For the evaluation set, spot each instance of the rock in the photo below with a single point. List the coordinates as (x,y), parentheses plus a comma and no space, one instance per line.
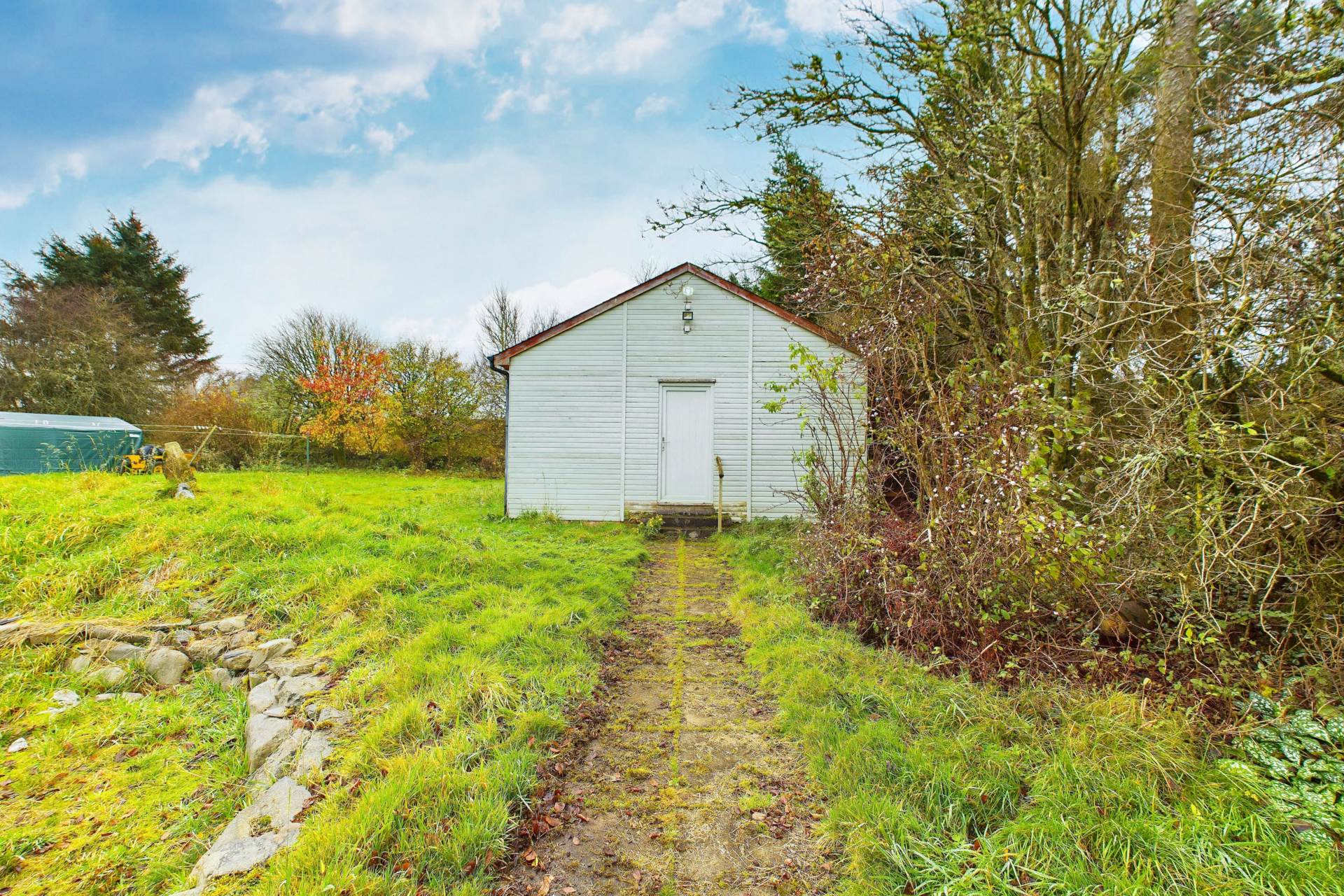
(239,846)
(113,633)
(150,584)
(284,668)
(274,764)
(269,650)
(314,754)
(264,735)
(295,688)
(223,626)
(328,718)
(207,649)
(167,665)
(120,652)
(235,660)
(35,634)
(108,678)
(262,697)
(235,856)
(219,676)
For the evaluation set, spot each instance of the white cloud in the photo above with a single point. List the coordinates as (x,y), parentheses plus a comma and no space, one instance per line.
(14,197)
(71,164)
(309,109)
(654,105)
(413,248)
(385,140)
(449,29)
(832,16)
(758,29)
(536,101)
(574,22)
(460,332)
(565,49)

Exercise objective:
Can you rewrite the listing from the line containing "For the evaluation set, spot each instance of the white" through its end, that line and the request included, with every coordinate in the answers multiplied by 1.1 and rounded to a whole number, halves rounding up? Give only those lines.

Solution below:
For the evaluation set, spot each instance of the white cloud in the photo above with a single point. List the coordinates as (x,y), parentheses plus a comma and no space, one instance per line.
(15,217)
(78,180)
(340,120)
(719,116)
(454,273)
(424,154)
(494,32)
(915,18)
(834,32)
(590,111)
(631,24)
(506,365)
(622,54)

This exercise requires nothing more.